▶ Input for this task
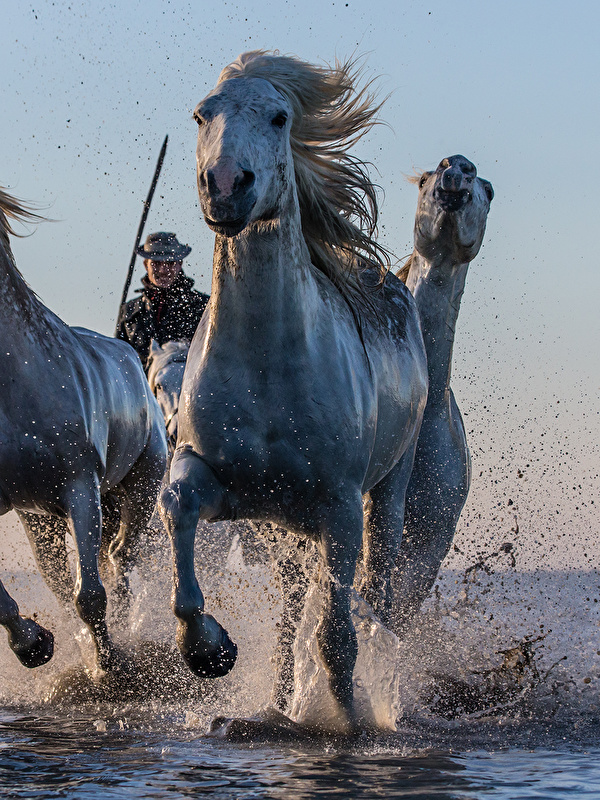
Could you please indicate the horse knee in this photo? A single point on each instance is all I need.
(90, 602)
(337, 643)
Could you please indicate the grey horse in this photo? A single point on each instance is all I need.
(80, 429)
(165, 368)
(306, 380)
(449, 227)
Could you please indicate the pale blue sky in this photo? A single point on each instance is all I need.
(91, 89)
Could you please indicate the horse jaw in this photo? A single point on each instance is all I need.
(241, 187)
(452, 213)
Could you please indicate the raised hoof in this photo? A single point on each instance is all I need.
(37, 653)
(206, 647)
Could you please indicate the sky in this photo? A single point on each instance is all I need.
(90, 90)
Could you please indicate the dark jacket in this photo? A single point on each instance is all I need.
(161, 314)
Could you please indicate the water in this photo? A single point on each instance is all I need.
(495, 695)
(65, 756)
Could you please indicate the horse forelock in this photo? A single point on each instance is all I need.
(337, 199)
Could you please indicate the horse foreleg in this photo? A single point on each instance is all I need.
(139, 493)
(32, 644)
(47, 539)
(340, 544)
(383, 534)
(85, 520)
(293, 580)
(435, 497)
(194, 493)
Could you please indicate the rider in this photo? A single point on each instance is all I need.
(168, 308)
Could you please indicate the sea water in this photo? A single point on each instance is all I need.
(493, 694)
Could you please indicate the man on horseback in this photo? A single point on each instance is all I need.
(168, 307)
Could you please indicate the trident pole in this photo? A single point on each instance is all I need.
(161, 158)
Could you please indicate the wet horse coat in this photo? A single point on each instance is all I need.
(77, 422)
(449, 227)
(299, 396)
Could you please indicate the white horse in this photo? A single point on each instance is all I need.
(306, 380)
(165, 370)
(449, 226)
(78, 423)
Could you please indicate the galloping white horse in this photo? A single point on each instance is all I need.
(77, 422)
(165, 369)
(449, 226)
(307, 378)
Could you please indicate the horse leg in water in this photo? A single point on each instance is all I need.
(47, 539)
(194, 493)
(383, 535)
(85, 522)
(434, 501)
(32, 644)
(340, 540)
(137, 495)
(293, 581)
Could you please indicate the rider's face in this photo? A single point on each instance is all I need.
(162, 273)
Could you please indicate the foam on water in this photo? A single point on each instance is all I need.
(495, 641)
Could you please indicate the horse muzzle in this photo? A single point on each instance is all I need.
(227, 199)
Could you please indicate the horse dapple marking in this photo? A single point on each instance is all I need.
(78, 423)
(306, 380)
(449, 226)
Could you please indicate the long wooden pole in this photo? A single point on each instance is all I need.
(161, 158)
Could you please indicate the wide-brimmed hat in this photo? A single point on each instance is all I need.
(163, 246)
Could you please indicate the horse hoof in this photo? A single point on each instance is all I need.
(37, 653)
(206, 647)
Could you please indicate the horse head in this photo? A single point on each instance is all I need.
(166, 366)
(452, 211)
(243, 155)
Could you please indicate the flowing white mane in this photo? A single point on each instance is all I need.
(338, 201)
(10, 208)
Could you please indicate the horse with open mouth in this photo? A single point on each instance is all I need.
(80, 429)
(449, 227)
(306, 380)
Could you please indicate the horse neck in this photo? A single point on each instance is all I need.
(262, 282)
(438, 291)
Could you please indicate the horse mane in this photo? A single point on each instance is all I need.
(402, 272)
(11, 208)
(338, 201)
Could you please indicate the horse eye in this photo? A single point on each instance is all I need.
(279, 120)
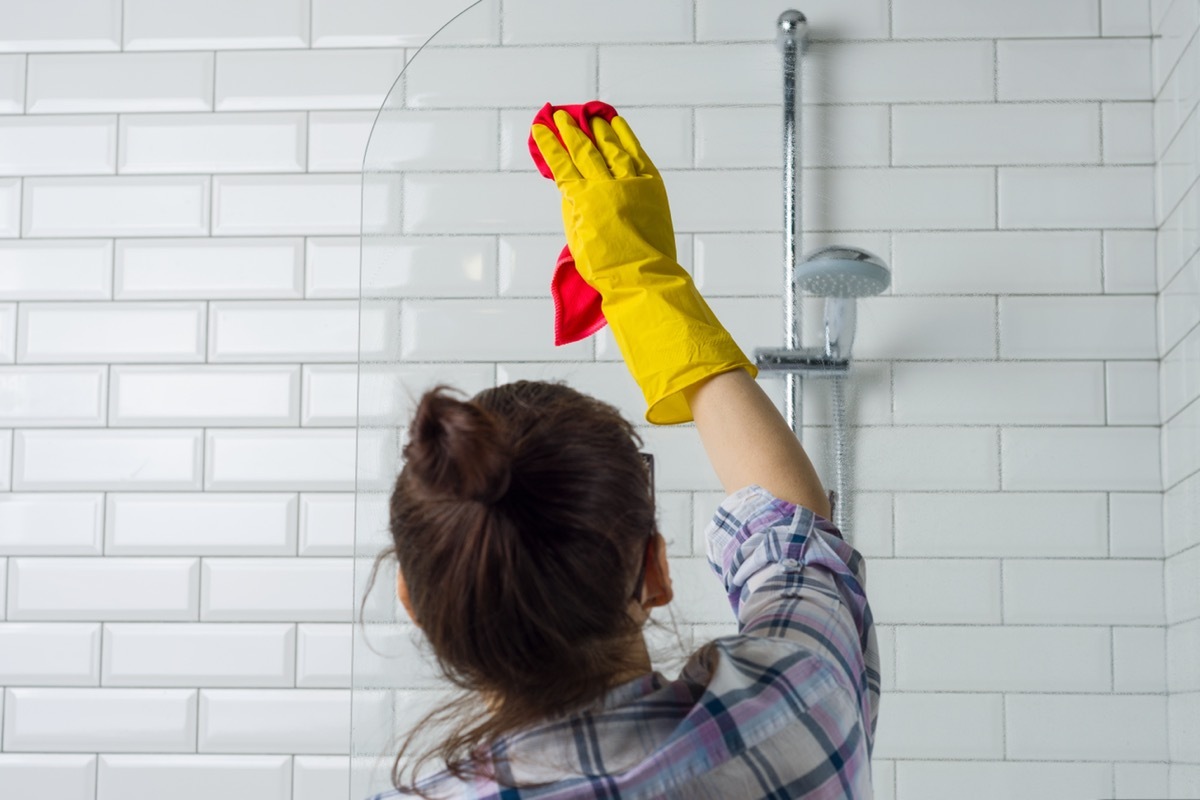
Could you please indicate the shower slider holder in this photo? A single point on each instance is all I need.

▶ Problem requirements
Are you able to set down all the lines above exactly, without any pictures?

▶ Answer to the problem
Could you please indicate the horse knee in this photo? A single point on each instance is all I need.
(90, 602)
(337, 643)
Could you please indicate the grey horse in this photo? A single point on each instance is all I need.
(80, 429)
(165, 368)
(306, 380)
(449, 227)
Could you please indicate the pale blue sky in this photo? A single point on each instance is all I need.
(91, 89)
Could you please indicate the horse jaw in this photo? A single point on each instance is all I need.
(241, 187)
(452, 213)
Could you please indicate the raised hoof in this photo? A single point on each instance is all I need.
(37, 653)
(206, 647)
Could you please indicate the sky in this photo? A single point on each instance is all I need.
(90, 90)
Could you please indicate the dark jacket in this photo? A single point on each instance is all I need.
(161, 314)
Could you please indicate the water in this photo? A single point on each instance is all I need.
(495, 695)
(65, 756)
Could you please indicate the horse forelock in this photo? A single point on each instance is all I need.
(337, 199)
Could you please indicate the horse foreleg in this photo? A single point on each instance is all I need.
(139, 493)
(32, 644)
(47, 539)
(340, 544)
(383, 534)
(85, 520)
(293, 580)
(435, 497)
(194, 493)
Could you please indicate the rider in this photo? A single point on each instance is all I need.
(168, 308)
Could you please indicate the sea water in this photo? A single point on each instance is all I need.
(493, 694)
Could you please indicate the man on horseback in this photo? A single point on each instance is all I need.
(168, 307)
Could you please indicate the trident pole in this photo? A single point on each instance is all I need.
(161, 158)
Could you please indicate the wet horse coat in this photo? A single point on each instance is all I need.
(77, 422)
(449, 227)
(299, 396)
Could you please indicate the white horse in this photo? A single point on each instance is all I need.
(306, 380)
(165, 370)
(449, 226)
(78, 423)
Could you please indicate the galloping white horse in this photo? A single point on each instance is all I need.
(77, 422)
(165, 369)
(449, 226)
(307, 378)
Could you please indicate the horse leg in water in this photo? A single point on each instance is all I need.
(47, 539)
(194, 493)
(383, 535)
(85, 522)
(434, 501)
(32, 644)
(340, 540)
(137, 495)
(293, 581)
Could you please indicate the rider's face in this photo? A single point on each instance is all I need.
(162, 273)
Could you please indicate the foam on water in this photo? A single point on each instance is all I need.
(495, 641)
Could you please indicate the horse muzzle in this photo? A single point on each instance is all I need.
(227, 199)
Could you please indicate the horse dapple marking in this photo? A single point on each instance is all I need.
(78, 423)
(306, 380)
(449, 226)
Could you please indicate the long wooden pole in this photo? A single point on each instance is all I need.
(161, 158)
Could you please indicate the wide-brimmed hat in this photo? A single point on each instance is all I need.
(163, 246)
Could you please indicate the horse hoof in this photo? A single point on each instance is all I need.
(37, 653)
(206, 647)
Could you please indicate the horse head in this photo? A single point on each instance is all I need.
(166, 366)
(452, 211)
(243, 155)
Could you please indicate the flowing white mane in this photo? A single point on each instance is all I need.
(338, 201)
(10, 208)
Could you please indicate the horse with open mouth in this photo? A single point on each instance is all I need.
(80, 429)
(449, 227)
(306, 380)
Could you please indicate the horse neck in this photo? A single point on each instance is all I need.
(262, 282)
(438, 291)
Could you please indicate the horse mane in this photo? A single point on each instance is all I need.
(402, 272)
(11, 208)
(338, 201)
Could you please indicate the horse eye in this photo? A single point on each instance is all I need.
(279, 120)
Could you please indicate the shower slider holder in this photo? A single point on each instance is all I need.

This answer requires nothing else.